▼
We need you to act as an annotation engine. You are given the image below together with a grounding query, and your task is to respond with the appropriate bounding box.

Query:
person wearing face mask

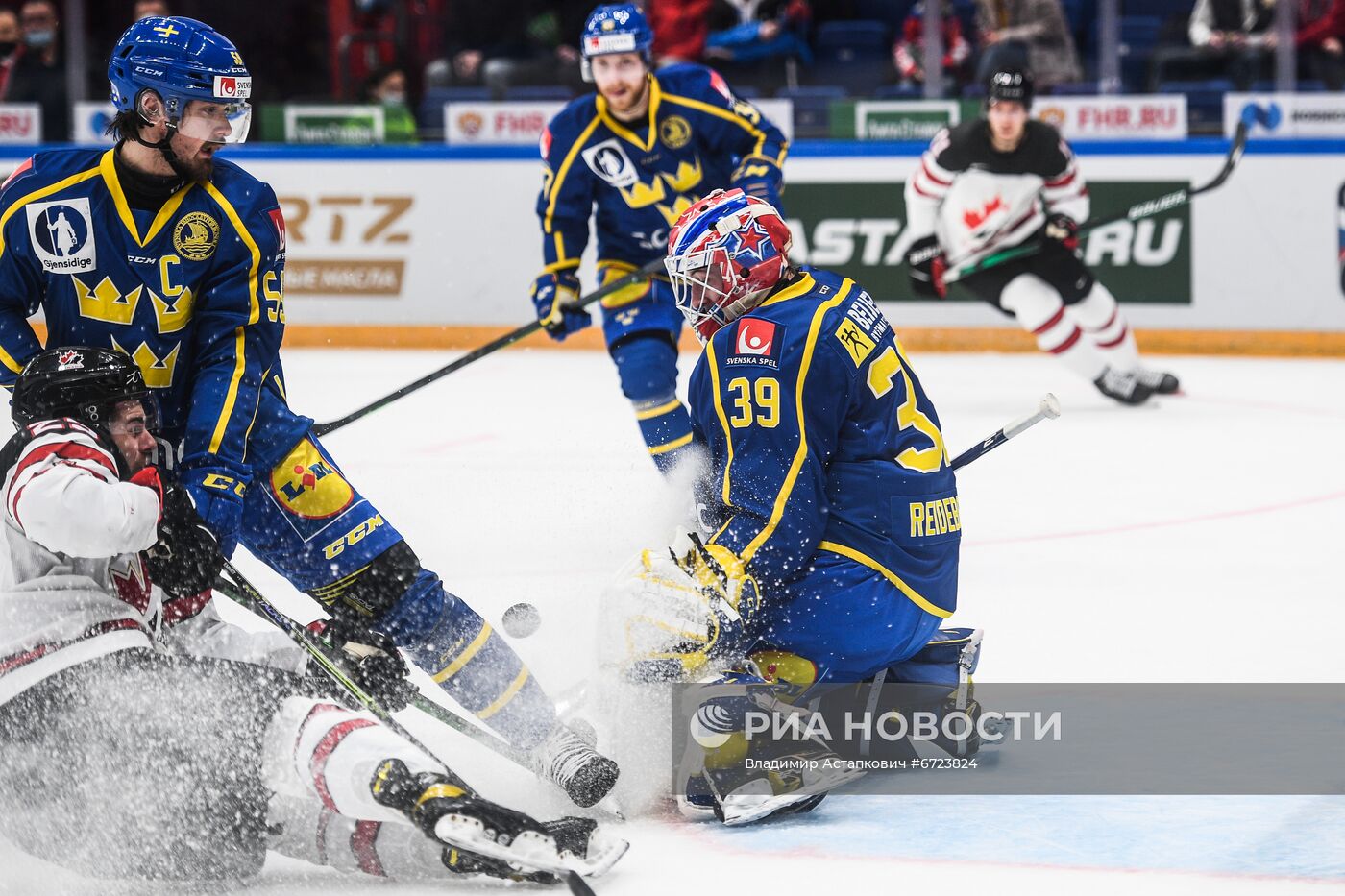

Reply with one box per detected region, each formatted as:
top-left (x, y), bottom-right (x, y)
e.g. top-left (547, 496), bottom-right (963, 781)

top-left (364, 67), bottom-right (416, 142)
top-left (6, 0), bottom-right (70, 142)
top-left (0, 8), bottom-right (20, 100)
▲
▼
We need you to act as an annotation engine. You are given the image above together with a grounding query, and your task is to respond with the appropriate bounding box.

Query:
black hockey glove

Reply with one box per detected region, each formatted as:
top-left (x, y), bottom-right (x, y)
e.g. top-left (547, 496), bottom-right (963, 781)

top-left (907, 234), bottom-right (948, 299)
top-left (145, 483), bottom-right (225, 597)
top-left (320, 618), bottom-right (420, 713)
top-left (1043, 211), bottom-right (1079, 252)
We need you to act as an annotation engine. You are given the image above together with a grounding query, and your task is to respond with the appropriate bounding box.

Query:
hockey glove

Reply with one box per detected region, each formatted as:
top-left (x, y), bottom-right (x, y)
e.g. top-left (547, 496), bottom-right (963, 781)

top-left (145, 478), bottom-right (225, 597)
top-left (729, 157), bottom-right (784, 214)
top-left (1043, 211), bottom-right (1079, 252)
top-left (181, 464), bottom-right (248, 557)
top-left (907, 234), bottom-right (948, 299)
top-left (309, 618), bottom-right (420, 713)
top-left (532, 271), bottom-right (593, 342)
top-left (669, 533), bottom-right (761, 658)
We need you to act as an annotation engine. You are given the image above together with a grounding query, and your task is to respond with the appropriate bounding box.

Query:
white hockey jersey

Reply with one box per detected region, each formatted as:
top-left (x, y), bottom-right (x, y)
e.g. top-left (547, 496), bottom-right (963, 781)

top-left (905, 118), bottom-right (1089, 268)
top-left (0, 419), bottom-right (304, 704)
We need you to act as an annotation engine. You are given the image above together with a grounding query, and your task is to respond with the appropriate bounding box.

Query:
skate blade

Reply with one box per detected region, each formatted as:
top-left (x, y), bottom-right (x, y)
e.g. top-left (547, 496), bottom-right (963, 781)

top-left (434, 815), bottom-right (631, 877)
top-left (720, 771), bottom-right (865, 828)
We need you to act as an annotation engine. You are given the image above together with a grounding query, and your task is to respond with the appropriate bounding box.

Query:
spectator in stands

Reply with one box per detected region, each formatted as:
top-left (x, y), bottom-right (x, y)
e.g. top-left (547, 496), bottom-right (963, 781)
▲
▼
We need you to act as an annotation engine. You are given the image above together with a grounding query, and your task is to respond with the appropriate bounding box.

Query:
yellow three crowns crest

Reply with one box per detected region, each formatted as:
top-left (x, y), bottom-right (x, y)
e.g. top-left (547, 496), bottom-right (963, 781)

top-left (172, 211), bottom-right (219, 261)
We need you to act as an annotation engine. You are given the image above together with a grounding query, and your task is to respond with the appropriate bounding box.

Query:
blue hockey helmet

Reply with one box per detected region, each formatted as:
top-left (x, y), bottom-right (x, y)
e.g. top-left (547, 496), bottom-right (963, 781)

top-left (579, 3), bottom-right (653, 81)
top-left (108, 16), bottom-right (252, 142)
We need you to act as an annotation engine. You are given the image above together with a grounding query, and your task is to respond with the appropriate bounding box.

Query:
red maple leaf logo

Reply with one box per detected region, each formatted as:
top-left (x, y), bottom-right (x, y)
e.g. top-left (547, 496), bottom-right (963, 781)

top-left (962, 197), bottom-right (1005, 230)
▲
Exercise - List each line from the items above that contains the string "hockey".

Solution -
black hockey glove
hockey glove
white hockey jersey
blue hockey helmet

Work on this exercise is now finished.